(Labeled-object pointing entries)

* * * * * * * * *

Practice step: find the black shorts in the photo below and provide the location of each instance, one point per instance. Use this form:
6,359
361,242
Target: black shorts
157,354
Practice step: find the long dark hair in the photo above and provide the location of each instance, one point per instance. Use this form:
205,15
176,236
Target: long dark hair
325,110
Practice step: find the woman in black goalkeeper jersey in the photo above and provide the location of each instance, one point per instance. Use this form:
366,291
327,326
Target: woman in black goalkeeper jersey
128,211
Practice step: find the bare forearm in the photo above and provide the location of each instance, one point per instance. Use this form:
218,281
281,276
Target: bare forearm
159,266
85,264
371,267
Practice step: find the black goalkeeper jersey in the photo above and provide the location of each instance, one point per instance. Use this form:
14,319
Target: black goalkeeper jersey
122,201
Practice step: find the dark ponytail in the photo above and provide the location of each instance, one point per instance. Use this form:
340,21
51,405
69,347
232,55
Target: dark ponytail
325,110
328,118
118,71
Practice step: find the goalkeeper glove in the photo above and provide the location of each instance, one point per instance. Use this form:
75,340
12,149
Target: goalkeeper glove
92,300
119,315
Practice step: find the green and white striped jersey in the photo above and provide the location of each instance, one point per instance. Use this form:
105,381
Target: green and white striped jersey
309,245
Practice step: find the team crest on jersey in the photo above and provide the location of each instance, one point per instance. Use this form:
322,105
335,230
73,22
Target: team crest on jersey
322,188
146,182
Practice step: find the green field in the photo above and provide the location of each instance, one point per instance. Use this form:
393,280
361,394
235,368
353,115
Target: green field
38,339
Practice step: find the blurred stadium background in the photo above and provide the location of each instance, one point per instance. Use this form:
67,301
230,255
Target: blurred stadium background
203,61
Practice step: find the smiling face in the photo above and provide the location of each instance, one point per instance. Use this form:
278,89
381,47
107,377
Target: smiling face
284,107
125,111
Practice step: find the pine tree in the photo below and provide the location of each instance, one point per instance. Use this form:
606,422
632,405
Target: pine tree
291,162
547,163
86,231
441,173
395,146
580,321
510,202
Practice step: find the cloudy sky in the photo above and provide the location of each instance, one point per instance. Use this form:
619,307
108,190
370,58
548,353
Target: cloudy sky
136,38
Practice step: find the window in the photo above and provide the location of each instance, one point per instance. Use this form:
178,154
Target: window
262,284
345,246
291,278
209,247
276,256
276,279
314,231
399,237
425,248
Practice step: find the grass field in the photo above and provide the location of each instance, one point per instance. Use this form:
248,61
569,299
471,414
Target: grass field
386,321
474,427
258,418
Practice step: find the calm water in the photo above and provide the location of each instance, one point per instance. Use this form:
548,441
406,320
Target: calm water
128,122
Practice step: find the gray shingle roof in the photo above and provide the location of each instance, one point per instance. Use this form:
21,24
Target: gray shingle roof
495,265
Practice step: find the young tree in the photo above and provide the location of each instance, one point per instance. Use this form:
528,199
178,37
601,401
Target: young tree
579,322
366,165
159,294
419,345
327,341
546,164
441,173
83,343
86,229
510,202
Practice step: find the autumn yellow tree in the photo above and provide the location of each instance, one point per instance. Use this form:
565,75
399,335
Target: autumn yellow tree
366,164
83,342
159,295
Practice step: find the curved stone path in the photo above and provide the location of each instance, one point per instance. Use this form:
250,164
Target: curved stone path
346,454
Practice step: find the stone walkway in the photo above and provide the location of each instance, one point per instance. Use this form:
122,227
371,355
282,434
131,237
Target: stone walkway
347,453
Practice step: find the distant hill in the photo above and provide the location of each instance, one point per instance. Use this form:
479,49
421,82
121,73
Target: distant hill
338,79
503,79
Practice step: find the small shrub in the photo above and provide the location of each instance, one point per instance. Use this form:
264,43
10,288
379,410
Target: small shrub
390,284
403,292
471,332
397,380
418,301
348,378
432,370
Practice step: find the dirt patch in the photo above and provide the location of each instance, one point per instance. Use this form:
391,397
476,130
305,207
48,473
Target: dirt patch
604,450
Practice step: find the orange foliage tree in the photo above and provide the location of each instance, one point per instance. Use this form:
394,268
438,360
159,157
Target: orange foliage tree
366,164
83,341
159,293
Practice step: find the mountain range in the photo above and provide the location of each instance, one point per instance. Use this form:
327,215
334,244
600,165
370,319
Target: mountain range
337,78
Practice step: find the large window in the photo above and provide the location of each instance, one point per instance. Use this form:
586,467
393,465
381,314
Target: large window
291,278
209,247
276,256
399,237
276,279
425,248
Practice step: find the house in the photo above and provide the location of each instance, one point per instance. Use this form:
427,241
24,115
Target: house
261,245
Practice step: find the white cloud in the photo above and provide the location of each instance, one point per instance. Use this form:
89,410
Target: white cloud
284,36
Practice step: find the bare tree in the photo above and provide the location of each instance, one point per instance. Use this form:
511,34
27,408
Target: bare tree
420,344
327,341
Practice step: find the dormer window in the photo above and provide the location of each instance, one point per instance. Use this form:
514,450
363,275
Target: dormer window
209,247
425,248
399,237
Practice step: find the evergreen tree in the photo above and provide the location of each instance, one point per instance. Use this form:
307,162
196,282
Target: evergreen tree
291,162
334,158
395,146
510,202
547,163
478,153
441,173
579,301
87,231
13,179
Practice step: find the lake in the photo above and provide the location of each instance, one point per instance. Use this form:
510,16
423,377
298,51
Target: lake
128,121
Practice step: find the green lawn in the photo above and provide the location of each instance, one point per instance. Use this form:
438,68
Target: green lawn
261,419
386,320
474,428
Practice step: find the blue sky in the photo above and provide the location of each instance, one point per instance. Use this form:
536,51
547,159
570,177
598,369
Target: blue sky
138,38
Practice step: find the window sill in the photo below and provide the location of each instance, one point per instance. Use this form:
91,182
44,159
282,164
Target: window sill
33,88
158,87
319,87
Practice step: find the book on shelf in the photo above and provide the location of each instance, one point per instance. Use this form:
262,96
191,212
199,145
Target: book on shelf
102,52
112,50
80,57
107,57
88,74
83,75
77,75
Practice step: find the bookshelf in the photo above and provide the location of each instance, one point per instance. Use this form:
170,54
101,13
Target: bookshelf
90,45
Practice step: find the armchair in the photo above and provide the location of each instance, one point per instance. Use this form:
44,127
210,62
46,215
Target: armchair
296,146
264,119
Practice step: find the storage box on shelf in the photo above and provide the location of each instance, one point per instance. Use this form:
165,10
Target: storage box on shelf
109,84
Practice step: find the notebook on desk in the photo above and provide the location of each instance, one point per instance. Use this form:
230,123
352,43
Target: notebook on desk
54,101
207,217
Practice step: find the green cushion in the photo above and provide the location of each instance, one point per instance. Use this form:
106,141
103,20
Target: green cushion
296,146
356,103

* * * * * * * * *

SHORT TASK> Take the entries and copy them out exactly.

TASK OUTPUT>
Practice step: find the black shorts in the photo below and provide the location of each instance, one point per instance. Use this form:
6,359
361,242
Target: black shorts
157,354
Practice step: find the long dark hair in the photo above and provide the location of each instance, one point per instance. Use this form:
205,15
176,236
Target: long dark hair
325,110
Practice step: find the woman in black goalkeeper jersey in the photo above and provide the location of each instance, one point per instance. Use this form:
366,291
327,326
Target: woman in black goalkeeper jersey
128,211
Practice step: find the bare forearm in the photo above and provide the location of each instance, one point per instance. Use this form:
218,281
281,276
Target: bare forearm
159,266
85,264
371,267
Practice step: find the black goalkeeper jersey in the photo above and provide the location of each instance, one point per instance. Use this form:
14,319
Target: black goalkeeper jersey
122,201
Practice step: find the dark ponytail in the photo above and provide the location of each instance, one point per instance. Use this form:
340,21
51,405
69,347
232,55
Target: dark ponytail
325,110
328,118
118,71
Practice step: find the goalkeeper glove in the photo above and provide the location of each instance, one point per instance. Use this form:
75,340
12,149
Target: goalkeeper glove
92,300
119,315
Practice step: find the green and white striped jersey in the photo above and provide the location of each instance, one point per instance. Use this form:
105,381
Target: green and white striped jersey
309,245
Practice step: find the team crest on jersey in the photo above and provide the location of each instance, one point per instance. Use this form:
322,105
335,230
73,22
Target: team crest on jersey
322,188
146,182
Practice step: find the green field in the photo above and provide the location of each instance, one point per instance. Use this form:
393,280
361,394
235,368
353,115
Target: green field
38,339
Practice step: find the blurred stadium background in the photo above and provide the location of each instance, one point per instance. Use this form:
67,301
230,255
Target: blurred stadium background
203,61
Practice step: find the smiling face in the photo above and provide the location of each instance, one point per instance. Use this form:
278,89
381,47
107,377
Target: smiling face
284,107
125,111
Practice step: find the pine tree in the photo below and provide the location of each instance, one point per instance. Use this form:
606,422
632,405
Target: pine tree
291,162
547,163
86,231
441,173
395,146
580,321
510,202
Practice step: find the cloudy sky in the photo above and provide the location of each instance, one point per instance. Use this form:
619,307
108,190
370,58
548,353
Target: cloudy sky
136,38
Practice step: find the window in the photo above and provide the location of each instance, one point per instance. Use this form:
178,154
Target: window
262,284
345,246
291,278
209,247
276,256
276,279
314,231
399,237
425,248
Practice step: find the grass field in the photo above and provide the location of each instance, one point per instance. Use this form:
248,61
569,299
471,414
Target: grass field
386,321
474,427
258,418
Practice step: find the calm water in the photo above and provide the location of each instance, one point per instance. Use this form:
548,441
406,320
Target: calm water
128,122
Practice step: find the gray shingle roof in the photo above and provide the location of each instance, one point per instance. Use this form:
21,24
Target: gray shingle roof
495,265
Practice step: find the young tree in the photo above and provide the location of each instance, one point per instance. Use this form:
528,199
178,37
601,401
Target: young tree
579,322
366,165
159,294
419,345
327,341
546,164
441,173
83,343
86,229
510,202
Practice step: find the autumn yellow tree in the photo above and provide the location of each instance, one point per instance. Use this form:
565,75
399,335
Target: autumn yellow tree
366,164
83,342
159,295
Practice step: find the curved stone path in the photo above and provide the location of each instance, one point per instance. Use this form:
250,164
Target: curved stone path
346,454
Practice step: find the stone walkway in the photo above and provide the location of each instance, one point per instance. Use this form:
122,227
371,355
282,434
131,237
Target: stone walkway
347,453
Practice step: find the distant hill in the photo above and provide the location of each instance, one point per instance. Use this form:
479,49
421,82
121,73
Target: distant hill
338,79
503,79
Practice step: find the small shrub in the photo above and provide the location of each instance, one point per instance. Use this form:
264,43
10,288
379,410
Target: small shrub
390,284
403,292
471,332
397,380
418,301
348,378
432,370
Practice step: find the dirt patch in the photo above and provide the location of each instance, one point per instance. Use this form:
391,397
476,130
305,207
48,473
Target: dirt patch
604,450
Practice step: find the orange foliage tree in the photo above and provide the location of each instance, one point per instance. Use this form:
394,268
438,360
159,157
Target: orange foliage tree
366,164
83,341
159,293
Practice step: find the mountain range in the photo above and provide the location of each instance, one point per instance. Use this form:
327,215
334,244
600,165
370,319
Target: mountain range
337,78
Practice step: find the large window in the photo above and provide the location of each instance, one point per instance. Use this form:
586,467
393,465
381,314
Target: large window
291,278
209,247
276,256
399,237
276,279
425,248
Practice step: find the house in the photo above and provide the location of each instance, one point per instance. Use this form:
427,241
24,115
Target: house
261,245
Practice step: find the white cloud in the photo above and provide the location of each instance, one point per instance. Use this form:
89,410
Target: white cloud
284,36
Practice step: find the bare tree in the photo above and provide the location of each instance, one point per instance. Use this form:
511,34
27,408
Target: bare tree
420,344
327,341
Practice step: find the dormer window in the photo above and provide the location of each instance, one point per instance. Use this form:
514,450
363,275
Target: dormer window
209,247
425,248
399,237
Practice step: find the evergreen tree in the photo above and provide the location of each instance, one point per instance. Use this form:
307,162
196,282
Target: evergreen tree
291,162
334,158
395,146
510,202
547,163
478,153
441,173
579,301
87,231
13,179
Practice step: find the lake in the photo above and provide the location of each instance, one point per instance. Use this form:
510,16
423,377
298,51
Target: lake
128,121
Practice step: find the green lawn in the photo above and provide the location of each instance, one point per instance. Use this form:
438,68
Target: green lawn
261,419
386,320
474,428
Practice step: find the blue sky in the photo above and provide the location of each instance, one point per instance. Use this form:
536,51
547,159
570,177
598,369
Target: blue sky
138,38
Practice step: find the window sill in the photo below and provide the location of each instance, one point per instance. Use this form:
91,182
44,159
282,164
Target: window sill
33,88
158,87
319,87
Practice step: find the book on shelf in the photo above and provide the location of each instance, one point per instance. Use this form:
262,96
191,212
199,145
Target: book on shelf
102,52
112,50
80,57
107,57
88,74
83,75
77,75
Practice step: find the bookshelf in the photo above and provide the location of each instance, one point per instance. Use this form:
170,54
101,13
Target: bookshelf
90,45
Practice step: find the armchair in the photo above and provide the location of each instance, one point per instance. Use this form:
44,127
210,62
46,215
Target: armchair
296,146
264,119
Practice step: find the storage box on shelf in the photo above and provide the location of each instance, one point per instance. Use this form:
165,10
Target: storage box on shelf
109,84
Practice step: find the notebook on desk in the photo above and provide the location of each instance, one point per instance. Use this form:
230,123
352,43
Target: notebook on desk
54,101
207,217
Practice step: find the green cushion in the photo above and provide the location of each instance, one point per instance. Use this form:
106,141
103,20
Target: green cushion
296,146
356,103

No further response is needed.